=== GOAL OF THE EXERCISE ===
Please reproduce the stretch of records below from the very start through the line containing "<point>46,485</point>", requests included, scaling only the point coordinates in the answers by 1.45 and rounding each to a whole number, with halves rounded up. Keep every other number, including those under "Sample point:", unchanged, and return only those lines.

=== LISTED ENTRIES ===
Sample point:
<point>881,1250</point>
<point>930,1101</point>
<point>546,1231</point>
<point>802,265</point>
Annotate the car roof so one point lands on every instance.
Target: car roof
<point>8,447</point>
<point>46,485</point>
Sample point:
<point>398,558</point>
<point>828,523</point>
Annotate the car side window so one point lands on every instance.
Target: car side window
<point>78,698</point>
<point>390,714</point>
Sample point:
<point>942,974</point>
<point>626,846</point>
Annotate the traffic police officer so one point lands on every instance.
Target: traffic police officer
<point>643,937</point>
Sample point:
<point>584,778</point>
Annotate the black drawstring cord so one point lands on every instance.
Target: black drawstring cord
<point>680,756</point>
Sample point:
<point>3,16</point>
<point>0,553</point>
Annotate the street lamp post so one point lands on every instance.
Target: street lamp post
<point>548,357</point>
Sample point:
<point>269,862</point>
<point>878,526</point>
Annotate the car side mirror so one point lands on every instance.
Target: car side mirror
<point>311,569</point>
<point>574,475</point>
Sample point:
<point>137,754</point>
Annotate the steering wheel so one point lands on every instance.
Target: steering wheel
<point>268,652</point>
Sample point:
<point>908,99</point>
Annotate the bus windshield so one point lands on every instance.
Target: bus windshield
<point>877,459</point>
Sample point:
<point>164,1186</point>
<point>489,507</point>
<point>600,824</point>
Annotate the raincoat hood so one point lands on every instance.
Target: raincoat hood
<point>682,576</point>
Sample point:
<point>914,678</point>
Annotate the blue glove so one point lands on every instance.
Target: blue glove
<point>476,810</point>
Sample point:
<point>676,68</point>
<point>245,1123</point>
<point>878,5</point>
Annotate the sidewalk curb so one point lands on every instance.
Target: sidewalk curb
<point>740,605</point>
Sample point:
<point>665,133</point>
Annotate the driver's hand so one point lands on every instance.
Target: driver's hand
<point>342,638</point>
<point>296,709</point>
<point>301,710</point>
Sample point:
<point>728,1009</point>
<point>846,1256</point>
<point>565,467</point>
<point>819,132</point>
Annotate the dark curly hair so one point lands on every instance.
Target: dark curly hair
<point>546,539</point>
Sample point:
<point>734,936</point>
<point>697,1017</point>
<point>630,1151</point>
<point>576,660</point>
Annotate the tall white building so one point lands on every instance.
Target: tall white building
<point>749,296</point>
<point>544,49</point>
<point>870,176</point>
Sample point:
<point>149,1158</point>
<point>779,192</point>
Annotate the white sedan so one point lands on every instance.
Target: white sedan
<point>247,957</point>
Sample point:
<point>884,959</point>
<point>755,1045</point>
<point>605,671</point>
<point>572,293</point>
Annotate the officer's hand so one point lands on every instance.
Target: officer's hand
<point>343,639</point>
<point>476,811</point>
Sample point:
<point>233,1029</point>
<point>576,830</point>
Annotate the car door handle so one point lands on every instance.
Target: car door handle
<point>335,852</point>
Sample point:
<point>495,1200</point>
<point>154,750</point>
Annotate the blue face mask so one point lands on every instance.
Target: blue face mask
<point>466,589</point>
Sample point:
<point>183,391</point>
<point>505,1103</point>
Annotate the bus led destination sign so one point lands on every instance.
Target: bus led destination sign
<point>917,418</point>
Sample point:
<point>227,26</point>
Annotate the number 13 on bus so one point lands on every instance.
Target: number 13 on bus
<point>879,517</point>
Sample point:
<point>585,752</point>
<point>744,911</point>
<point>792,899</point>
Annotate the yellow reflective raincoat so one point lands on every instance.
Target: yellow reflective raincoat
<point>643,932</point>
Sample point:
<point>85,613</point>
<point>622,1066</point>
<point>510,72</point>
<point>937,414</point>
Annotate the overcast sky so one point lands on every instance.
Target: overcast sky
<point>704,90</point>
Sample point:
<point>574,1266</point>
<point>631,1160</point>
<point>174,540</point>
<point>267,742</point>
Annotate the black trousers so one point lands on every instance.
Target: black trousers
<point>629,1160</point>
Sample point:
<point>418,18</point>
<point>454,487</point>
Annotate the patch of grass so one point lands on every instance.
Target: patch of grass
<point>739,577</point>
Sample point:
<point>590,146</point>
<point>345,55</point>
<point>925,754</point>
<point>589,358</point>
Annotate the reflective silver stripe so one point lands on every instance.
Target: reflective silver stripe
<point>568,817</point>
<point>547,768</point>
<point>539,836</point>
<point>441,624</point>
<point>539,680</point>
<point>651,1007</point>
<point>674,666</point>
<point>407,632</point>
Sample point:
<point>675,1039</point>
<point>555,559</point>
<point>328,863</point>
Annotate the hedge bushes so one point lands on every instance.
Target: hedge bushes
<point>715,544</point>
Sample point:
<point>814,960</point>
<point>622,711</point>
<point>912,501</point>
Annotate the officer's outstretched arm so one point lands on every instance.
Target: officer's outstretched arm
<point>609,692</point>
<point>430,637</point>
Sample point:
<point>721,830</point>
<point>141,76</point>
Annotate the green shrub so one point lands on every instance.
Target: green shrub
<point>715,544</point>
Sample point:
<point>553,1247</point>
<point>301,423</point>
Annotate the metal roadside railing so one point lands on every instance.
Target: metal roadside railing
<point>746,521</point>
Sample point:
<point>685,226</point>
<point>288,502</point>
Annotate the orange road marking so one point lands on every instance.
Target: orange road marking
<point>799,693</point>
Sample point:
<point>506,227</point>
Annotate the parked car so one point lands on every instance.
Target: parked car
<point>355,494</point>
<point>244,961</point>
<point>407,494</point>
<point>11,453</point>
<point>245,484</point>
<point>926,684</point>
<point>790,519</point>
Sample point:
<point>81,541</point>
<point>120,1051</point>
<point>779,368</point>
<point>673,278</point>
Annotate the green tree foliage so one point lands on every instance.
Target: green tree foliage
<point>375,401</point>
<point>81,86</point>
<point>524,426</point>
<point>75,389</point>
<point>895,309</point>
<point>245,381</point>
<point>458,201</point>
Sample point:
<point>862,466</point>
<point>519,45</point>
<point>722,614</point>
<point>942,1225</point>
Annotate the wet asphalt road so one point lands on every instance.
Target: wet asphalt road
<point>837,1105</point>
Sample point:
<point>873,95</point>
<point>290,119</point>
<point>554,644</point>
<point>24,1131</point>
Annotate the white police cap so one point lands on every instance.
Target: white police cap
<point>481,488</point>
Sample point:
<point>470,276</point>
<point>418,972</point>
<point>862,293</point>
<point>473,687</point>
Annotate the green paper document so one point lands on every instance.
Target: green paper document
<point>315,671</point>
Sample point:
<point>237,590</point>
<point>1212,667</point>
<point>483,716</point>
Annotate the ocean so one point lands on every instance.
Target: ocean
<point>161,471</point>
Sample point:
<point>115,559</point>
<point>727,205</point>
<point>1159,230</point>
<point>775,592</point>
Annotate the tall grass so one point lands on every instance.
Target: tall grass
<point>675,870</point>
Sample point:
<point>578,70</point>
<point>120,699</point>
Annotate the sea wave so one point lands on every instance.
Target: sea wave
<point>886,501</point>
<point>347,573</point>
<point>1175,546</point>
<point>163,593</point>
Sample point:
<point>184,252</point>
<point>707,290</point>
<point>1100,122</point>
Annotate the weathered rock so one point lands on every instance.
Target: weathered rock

=== RIGHT ANSWER ===
Sample point:
<point>881,1250</point>
<point>930,1101</point>
<point>546,1231</point>
<point>802,265</point>
Annotate the car roof so one point lands on every instance.
Target: car roof
<point>12,648</point>
<point>67,703</point>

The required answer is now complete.